• Reading text:
Global food trade is poised for a resilient year ahead even as international food commodity prices are set to remain high amid supply and demand uncertainties, according to a new report released by the Food and Agriculture Organization of the United Nations (FAO).
The report notes that trade flows continued to reach new highs during the ongoing COVID-19 pandemic. In fact, on a global level, trade in agricultural products – particularly less-perishable foods – performed more robustly than the broader merchandise sectors.
That has contributed to drive FAO’s provisional forecast for the world food import bill in 2021 to $1.72 trillion, a 12 percent increase from its previous high of$1.53 trillion in 2020.
However, rising prices raise concerns that higher outlays may still mask deteriorating quantitative and qualitative dietary trends in vulnerable countries.
Food Outlook, issued twice a year, offers a detailed assessment of market supply and demand trends for the world’s major foodstuffs, including cereals, vegetable oils, sugar, meat and dairy and fish. It also looks at trends in futures markets and shipping costs for food commodities.
Among its findings, measured by the FAO Global Food Consumption Price Indices, is that the average worldwide consumer price of protein in May 2021 was 23 percent above its May 2020 level. Calories, in prices, meanwhile, were up 34 percent year-on-year and hit their highest level since February 2013. The difference reflects stronger price rises for wheat, coarse grains and vegetable oils compared to meats, dairy products and fish.
World output of the major food commodities is expected to increase in the year ahead, with the exception of sugar, which is forecast to decline for the third consecutive year and fall short of global consumption, pointing to the need to run down inventories.

• Work instruction: Using the food trade text, say whether each statement agrees with it, answering yes or no and quoting the deciding words: (a) FAO's provisional forecast puts the world food import bill in 2021 at $1.72 trillion. (b) Food Outlook is issued once a year. (c) World sugar output is expected to rise in the year ahead. The entries after the food trade text are separate material with no link to it.

• Data excerpts:
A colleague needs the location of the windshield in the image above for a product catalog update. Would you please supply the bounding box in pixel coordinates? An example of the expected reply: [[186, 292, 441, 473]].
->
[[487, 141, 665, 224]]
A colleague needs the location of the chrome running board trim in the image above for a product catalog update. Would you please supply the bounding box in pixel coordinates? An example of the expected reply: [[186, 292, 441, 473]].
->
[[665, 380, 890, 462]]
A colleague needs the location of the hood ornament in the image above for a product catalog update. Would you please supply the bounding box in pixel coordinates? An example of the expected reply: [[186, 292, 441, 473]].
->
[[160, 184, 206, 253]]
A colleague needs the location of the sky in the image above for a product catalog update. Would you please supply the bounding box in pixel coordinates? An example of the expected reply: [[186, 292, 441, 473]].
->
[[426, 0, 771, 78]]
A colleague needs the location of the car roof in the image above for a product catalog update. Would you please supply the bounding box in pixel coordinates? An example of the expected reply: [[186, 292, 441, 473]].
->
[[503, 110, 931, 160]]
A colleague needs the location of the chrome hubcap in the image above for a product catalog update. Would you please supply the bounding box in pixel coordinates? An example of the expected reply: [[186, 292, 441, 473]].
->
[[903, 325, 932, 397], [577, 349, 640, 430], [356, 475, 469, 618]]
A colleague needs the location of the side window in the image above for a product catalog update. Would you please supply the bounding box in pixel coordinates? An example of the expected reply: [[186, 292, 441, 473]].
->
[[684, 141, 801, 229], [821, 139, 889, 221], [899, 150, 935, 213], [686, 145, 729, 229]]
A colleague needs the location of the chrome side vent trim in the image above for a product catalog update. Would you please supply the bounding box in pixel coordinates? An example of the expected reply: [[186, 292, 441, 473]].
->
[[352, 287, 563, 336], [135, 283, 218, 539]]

---

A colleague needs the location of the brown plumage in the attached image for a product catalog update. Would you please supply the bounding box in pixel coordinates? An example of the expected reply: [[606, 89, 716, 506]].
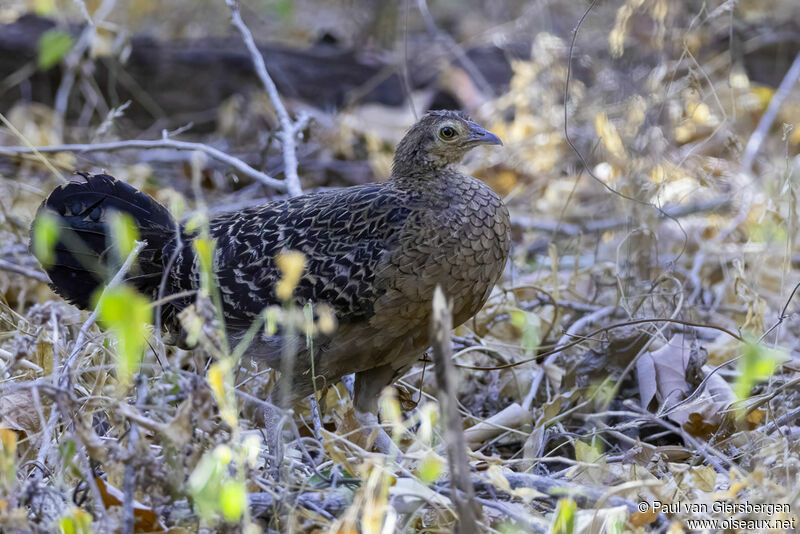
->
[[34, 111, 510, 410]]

• Result below:
(a) Yes: "FAO’s provisional forecast for the world food import bill in 2021 to $1.72 trillion"
(b) No: "Food Outlook, issued twice a year"
(c) No: "with the exception of sugar, which is forecast to decline for the third consecutive year"